** GIVEN PASSAGE **
%%

Next, we compared polar angle maps obtained by 2D surface smoothing (at the best‐selected smoothing value) and GP smoothing. Figure 7 shows the retinotopic maps obtained with 3.20 mm FWHM (10 steps) 2D kernel surface smoothing (first row) and GP smoothing (second row). Retinotopy of polar angle representation are rendered on flattened, and inflated reconstructions of the left (LH) and right (RH) hemisphere of one participant. Only voxels with a response significance exceeding a threshold of P < 0.001 are color‐coded. As in Figures 5 and 7 illustrates that GP smoothing improved the extent of voxels exhibiting significant retinotopy. The improvement of the GP smoothing is particularly evident in those regions shown in the four close‐ups, that is, left and right IPS0/IPS1 (located on the posterior intraparietal sulcus), left V8/VO1 (located on the collateral sulcus), right LOC/LO2 (located on the lateral occipital region). GP‐smoothing yielded more complete retinotopic maps as compared to surface smoothing. Indeed, in all these four regions, the retinotopic maps were more robust and more extended, revealing also the presence of additional visual field representations. Note that polar angle data shown in Figures 6, 7, 8 were acquired using a wide‐field setup (able to stimulate the entire visual field up to 110 degrees in total visual extent) a methodological refinement to reveal retinotopic maps in higher order visual areas with large receptive fields [e.g., Pitzalis et al., 2006, see also Discussion]. In the first panel (surface smoothing), the fMRI signal in some higher order areas (indicated by the close‐ups) is absent or weak. It is impressive how the GP smoothing (second panel) reveals retinotopic maps signal in these regions. For example, visual area V7, located in the pIPS, is known to contain a complete representation of the contralateral hemifield [e.g., Press et al., 2001] which is revealed only by GP processing (second panel), while the first panel (drift removal only 2D Surface smoothing) shows an incomplete retinotopic map in this region, specifically, only the representation of the upper (red) visual field (as already shown in Fig. 6). Note how in the IPS0/IPS1 close‐up (GP smoothing, bottom row) it is now visible the phase transition of the phase‐encoded signal indicating the presence of multiple maps anterior to V7/IPS0 as found in previous studies [Schluppeck et al., 2005; Sereno et al., 2001; Silver et al., 2005; Swisher et al., 2007].

%%

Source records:
%%

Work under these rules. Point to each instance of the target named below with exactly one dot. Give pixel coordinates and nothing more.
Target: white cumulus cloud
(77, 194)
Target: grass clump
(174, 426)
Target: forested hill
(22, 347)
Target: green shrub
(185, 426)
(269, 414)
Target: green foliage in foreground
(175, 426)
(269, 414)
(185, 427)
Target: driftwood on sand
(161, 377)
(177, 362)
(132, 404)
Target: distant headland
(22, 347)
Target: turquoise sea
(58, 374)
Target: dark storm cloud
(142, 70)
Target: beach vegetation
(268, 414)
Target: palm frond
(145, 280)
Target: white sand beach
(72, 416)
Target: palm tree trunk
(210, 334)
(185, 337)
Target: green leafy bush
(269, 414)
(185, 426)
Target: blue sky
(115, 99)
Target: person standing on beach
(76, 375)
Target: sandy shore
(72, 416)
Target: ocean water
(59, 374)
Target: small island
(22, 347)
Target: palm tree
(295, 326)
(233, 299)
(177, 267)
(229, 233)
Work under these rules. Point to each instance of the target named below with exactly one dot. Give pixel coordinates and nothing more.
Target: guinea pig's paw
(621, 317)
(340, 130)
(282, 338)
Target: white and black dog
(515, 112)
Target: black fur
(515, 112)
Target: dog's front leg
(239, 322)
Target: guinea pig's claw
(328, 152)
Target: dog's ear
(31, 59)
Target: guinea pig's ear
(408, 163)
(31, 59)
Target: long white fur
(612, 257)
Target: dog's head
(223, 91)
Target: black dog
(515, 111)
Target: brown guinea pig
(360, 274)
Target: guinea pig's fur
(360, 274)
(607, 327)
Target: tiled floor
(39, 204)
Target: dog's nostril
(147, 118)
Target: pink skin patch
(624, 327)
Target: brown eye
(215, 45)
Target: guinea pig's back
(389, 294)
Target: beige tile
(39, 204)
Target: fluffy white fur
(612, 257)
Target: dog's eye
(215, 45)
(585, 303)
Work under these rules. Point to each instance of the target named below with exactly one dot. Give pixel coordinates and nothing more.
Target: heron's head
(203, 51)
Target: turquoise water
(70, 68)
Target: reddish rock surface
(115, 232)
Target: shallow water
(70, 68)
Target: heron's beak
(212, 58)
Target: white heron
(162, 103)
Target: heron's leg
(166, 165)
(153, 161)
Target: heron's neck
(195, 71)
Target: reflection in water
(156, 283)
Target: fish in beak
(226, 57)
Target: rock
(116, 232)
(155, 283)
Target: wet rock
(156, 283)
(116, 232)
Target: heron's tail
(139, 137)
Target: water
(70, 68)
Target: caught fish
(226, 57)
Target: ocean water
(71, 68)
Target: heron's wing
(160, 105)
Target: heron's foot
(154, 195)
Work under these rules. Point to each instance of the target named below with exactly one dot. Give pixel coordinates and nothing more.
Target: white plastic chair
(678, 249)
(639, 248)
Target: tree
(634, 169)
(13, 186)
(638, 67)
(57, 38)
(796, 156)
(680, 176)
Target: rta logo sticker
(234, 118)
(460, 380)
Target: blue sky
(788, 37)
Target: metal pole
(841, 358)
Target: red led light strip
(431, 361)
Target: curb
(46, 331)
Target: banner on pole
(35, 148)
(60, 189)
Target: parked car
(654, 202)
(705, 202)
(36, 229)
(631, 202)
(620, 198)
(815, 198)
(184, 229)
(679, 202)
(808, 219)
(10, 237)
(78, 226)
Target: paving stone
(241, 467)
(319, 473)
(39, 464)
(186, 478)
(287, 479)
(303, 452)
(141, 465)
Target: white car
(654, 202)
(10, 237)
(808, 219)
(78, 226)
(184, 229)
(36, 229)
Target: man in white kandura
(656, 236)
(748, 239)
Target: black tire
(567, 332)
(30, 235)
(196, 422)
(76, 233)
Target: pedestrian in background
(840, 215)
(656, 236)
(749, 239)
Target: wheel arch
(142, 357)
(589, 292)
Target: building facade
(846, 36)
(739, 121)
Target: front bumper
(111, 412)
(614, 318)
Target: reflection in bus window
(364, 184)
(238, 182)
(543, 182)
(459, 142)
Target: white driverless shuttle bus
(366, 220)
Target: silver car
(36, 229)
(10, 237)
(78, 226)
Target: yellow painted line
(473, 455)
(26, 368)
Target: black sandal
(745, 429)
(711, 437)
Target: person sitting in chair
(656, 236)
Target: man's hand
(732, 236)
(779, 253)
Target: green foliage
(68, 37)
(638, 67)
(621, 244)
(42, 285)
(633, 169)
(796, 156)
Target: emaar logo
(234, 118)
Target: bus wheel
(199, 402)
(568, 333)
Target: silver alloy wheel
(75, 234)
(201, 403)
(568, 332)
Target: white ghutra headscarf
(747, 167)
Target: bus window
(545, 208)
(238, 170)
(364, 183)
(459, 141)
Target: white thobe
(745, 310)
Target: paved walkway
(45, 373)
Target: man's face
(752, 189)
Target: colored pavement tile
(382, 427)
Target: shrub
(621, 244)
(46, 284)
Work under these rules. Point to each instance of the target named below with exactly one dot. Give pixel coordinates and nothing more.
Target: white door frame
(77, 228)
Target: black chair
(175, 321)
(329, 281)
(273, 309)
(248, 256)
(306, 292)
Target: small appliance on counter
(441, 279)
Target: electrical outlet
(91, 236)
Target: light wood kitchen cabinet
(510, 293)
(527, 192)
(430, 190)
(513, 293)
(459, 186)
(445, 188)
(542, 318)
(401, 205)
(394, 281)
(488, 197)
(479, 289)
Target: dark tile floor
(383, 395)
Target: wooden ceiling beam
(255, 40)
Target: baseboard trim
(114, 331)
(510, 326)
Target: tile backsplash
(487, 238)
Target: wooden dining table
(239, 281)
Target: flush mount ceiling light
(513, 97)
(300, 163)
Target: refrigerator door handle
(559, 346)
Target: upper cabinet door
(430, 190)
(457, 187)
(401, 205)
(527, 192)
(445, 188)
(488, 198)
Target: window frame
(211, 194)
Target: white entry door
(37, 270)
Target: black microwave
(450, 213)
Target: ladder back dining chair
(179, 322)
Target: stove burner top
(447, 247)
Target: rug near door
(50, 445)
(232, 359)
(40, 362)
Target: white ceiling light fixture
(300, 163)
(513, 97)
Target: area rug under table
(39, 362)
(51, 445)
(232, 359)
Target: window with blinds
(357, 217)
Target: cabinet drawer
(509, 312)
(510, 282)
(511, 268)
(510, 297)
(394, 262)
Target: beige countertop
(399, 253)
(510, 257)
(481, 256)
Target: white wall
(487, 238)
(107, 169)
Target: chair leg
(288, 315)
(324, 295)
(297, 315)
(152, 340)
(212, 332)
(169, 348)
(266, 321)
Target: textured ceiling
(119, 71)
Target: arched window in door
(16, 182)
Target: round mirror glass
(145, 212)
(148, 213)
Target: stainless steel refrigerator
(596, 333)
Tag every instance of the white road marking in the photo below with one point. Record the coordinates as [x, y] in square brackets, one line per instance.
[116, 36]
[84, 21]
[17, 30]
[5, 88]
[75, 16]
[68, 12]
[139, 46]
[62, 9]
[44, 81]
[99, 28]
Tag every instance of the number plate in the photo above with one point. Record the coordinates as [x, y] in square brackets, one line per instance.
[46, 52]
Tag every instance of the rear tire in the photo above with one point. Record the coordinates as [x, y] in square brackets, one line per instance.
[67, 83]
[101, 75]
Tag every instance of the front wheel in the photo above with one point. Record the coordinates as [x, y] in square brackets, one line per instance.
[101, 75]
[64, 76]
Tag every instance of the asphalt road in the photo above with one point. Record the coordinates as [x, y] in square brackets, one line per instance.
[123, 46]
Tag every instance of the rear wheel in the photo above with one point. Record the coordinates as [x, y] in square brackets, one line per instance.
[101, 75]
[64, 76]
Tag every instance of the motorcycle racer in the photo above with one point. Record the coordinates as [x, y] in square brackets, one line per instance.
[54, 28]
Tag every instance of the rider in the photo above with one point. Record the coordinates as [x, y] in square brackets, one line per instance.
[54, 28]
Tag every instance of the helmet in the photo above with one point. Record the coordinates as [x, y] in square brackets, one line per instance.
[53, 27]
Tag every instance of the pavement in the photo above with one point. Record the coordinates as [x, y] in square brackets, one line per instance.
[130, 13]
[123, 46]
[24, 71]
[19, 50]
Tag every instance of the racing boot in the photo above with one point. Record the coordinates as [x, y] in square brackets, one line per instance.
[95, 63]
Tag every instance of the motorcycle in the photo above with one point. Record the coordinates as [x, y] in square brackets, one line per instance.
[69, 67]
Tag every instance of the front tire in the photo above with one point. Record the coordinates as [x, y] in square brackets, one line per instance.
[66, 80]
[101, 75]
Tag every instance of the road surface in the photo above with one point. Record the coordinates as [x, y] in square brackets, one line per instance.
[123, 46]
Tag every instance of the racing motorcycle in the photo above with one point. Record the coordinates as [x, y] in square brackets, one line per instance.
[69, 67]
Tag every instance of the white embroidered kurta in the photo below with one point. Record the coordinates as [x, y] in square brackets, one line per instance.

%%

** AIM OF THE EXERCISE **
In the retinotopy passage, what is visual area V7 known to contain?

** ANSWER BELOW **
A complete representation of the contralateral hemifield.